What this task involves
Put the rows below into a numbered list, one line per number, and skip any blank lines. Leave the pictures out of your answer.

Entries supplied
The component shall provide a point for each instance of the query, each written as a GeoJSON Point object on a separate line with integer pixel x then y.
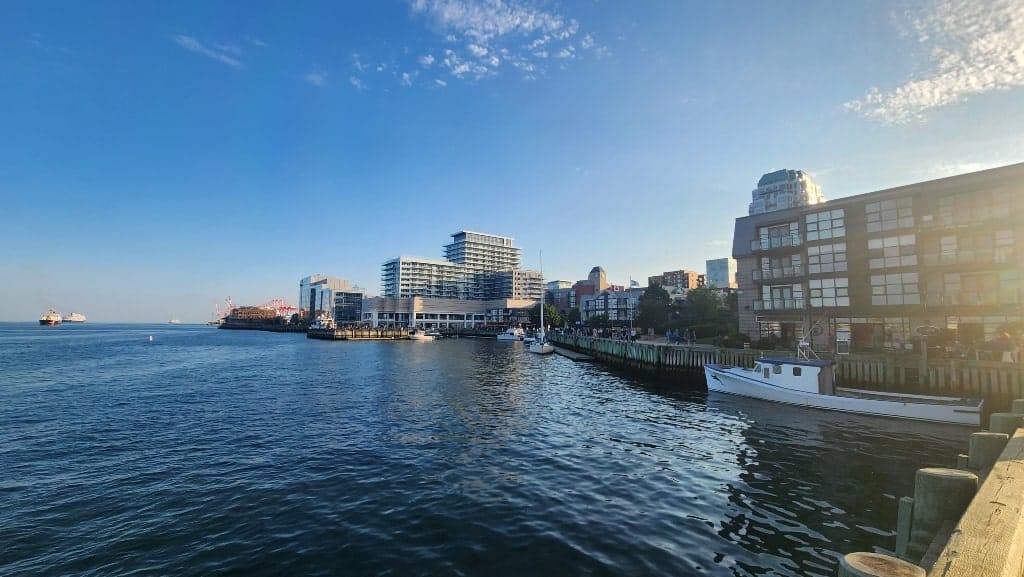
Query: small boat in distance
{"type": "Point", "coordinates": [512, 333]}
{"type": "Point", "coordinates": [419, 334]}
{"type": "Point", "coordinates": [541, 344]}
{"type": "Point", "coordinates": [811, 382]}
{"type": "Point", "coordinates": [50, 319]}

Response
1. The component shall provide a point for each instance of the query, each written as a GeoJSON Point object on a separate line with integer pixel x then y.
2. Query: small boat in distance
3. {"type": "Point", "coordinates": [512, 333]}
4. {"type": "Point", "coordinates": [419, 334]}
5. {"type": "Point", "coordinates": [541, 344]}
6. {"type": "Point", "coordinates": [811, 382]}
7. {"type": "Point", "coordinates": [50, 319]}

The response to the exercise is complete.